### WHAT YOU WILL DO
Reproduce the passage below about Iva Banks and the Foster School word for word, from its first sentence to its last.

### ARTICLE
========================
Many migrants had to shed their southern-gained college training or professions to earn a living in the north in the one industry were they were guaranteed steady work. Relegated to service work, they reproduced the labor they would rather perform for their own families and children, while also freeing white women from chores so they could go and work outside the home, and a few years later could compete with white men in corporate and industrial industries.
The all-white teaching staff at Foster had designed curriculum that would anchor another generation of domestics by providing in-school training for girls, with teachers bringing their laundry in for the students to wash, iron and fold with district supplied washing machines and ironing boards. Iva Banks, along with other Foster School mothers, formed together to object the plan and forced the school to abandon the domestic-service curriculum. As the president of the PTA, Iva Banks stood to be an example for ‘the next generations’ understandings of what its call is”.
When young Iva Johnson was about in the sixth grade at Foster School a white teacher hit her during a physical encounter. Iva hit the teacher back and told her to “never put her white hands on me.” This ‘insubordination’ was penalized by the school by several actions including ordering a series of tests, which ironically determined she was ‘too smart’ to be at the ‘separate but equal’ school. Thus, she was ‘punished’ to a mostly-white school, Haven, where she would be more ‘intellectually challenged.’ Iva describes it as a punishment on one hand because she was removed from her cohort and friends, but on the other hand, she excelled academically, which was not the intended outcome from school administrators.
At one point at Haven she and other students practiced for an awards ceremony where Iva experienced heart palpitations. The white school nurse advised her mother, Lois, that Iva was indeed on drugs. Offended, Lois pressured school officials enough so that the nurse was fired. These local, seemingly unrelated micro-aggressions were the fuel that fed the larger, national fight for African American civil rights and power, and women and mothers were often central to these successful efforts.
========================
### GIVEN INFORMATION

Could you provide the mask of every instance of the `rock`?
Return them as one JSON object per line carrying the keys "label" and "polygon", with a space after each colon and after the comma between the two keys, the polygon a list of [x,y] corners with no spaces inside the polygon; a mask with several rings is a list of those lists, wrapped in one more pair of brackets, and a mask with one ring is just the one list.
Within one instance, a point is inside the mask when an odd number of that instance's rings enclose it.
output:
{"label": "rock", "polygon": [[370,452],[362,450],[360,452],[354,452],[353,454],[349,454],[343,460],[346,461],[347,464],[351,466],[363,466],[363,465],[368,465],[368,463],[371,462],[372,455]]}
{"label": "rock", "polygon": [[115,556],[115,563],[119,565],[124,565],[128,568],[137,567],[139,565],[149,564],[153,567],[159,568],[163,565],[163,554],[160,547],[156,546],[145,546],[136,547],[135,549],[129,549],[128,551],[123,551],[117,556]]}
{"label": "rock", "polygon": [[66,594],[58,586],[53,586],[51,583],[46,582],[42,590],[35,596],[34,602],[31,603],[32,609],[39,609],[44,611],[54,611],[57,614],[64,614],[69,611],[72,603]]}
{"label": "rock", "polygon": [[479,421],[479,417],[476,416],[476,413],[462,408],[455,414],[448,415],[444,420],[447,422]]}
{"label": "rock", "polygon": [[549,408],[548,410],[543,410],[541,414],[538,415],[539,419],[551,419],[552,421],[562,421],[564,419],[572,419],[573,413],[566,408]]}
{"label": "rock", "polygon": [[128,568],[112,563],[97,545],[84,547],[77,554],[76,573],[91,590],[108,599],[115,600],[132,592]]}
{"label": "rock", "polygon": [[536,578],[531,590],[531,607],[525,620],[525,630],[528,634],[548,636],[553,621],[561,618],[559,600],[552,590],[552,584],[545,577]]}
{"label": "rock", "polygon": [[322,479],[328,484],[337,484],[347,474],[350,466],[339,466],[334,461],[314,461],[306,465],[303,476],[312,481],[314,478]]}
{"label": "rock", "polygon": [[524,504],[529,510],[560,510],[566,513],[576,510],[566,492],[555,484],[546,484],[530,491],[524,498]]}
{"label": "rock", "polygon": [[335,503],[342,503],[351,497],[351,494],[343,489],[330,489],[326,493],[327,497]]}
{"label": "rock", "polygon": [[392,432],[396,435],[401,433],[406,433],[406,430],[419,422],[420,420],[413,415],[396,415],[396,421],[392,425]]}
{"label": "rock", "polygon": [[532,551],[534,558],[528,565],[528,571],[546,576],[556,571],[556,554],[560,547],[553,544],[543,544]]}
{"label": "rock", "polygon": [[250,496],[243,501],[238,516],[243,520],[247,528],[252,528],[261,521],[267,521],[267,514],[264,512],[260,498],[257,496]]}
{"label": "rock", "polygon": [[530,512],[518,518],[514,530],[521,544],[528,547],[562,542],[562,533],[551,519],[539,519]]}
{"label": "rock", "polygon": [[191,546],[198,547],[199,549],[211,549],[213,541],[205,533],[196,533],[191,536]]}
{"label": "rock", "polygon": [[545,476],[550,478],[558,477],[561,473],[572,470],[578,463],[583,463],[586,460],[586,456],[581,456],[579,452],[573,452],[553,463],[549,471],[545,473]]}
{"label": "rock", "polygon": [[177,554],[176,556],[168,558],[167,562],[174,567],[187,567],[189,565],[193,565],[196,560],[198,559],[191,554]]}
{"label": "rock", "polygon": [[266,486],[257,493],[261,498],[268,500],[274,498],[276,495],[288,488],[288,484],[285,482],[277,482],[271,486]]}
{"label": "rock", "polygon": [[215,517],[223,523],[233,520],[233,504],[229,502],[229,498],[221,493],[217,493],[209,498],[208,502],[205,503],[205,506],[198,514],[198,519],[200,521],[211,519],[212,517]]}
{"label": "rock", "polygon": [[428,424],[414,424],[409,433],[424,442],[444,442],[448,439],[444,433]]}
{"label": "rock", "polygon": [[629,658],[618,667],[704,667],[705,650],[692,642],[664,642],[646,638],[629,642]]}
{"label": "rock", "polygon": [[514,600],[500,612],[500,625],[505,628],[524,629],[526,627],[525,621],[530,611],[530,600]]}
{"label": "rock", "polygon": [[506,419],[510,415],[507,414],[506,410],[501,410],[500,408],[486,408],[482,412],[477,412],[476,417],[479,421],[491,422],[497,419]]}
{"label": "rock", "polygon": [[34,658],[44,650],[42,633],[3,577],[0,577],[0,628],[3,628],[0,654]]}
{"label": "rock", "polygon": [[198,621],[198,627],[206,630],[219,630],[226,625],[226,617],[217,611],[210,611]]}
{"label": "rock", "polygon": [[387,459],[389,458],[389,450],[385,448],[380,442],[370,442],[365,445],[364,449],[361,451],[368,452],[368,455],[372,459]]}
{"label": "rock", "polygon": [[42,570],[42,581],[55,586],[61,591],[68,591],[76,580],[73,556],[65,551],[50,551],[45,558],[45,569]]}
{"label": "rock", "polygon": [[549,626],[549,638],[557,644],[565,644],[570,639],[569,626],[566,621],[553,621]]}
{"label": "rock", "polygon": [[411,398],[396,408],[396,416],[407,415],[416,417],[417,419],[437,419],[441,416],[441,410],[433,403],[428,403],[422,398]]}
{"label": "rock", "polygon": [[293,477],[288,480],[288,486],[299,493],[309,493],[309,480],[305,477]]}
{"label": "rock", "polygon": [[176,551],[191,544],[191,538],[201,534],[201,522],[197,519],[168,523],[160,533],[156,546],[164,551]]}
========================
### TASK RESULT
Many migrants had to shed their southern-gained college training or professions to earn a living in the north in the one industry were they were guaranteed steady work. Relegated to service work, they reproduced the labor they would rather perform for their own families and children, while also freeing white women from chores so they could go and work outside the home, and a few years later could compete with white men in corporate and industrial industries.
The all-white teaching staff at Foster had designed curriculum that would anchor another generation of domestics by providing in-school training for girls, with teachers bringing their laundry in for the students to wash, iron and fold with district supplied washing machines and ironing boards. Iva Banks, along with other Foster School mothers, formed together to object the plan and forced the school to abandon the domestic-service curriculum. As the president of the PTA, Iva Banks stood to be an example for ‘the next generations’ understandings of what its call is”.
When young Iva Johnson was about in the sixth grade at Foster School a white teacher hit her during a physical encounter. Iva hit the teacher back and told her to “never put her white hands on me.” This ‘insubordination’ was penalized by the school by several actions including ordering a series of tests, which ironically determined she was ‘too smart’ to be at the ‘separate but equal’ school. Thus, she was ‘punished’ to a mostly-white school, Haven, where she would be more ‘intellectually challenged.’ Iva describes it as a punishment on one hand because she was removed from her cohort and friends, but on the other hand, she excelled academically, which was not the intended outcome from school administrators.
At one point at Haven she and other students practiced for an awards ceremony where Iva experienced heart palpitations. The white school nurse advised her mother, Lois, that Iva was indeed on drugs. Offended, Lois pressured school officials enough so that the nurse was fired. These local, seemingly unrelated micro-aggressions were the fuel that fed the larger, national fight for African American civil rights and power, and women and mothers were often central to these successful efforts.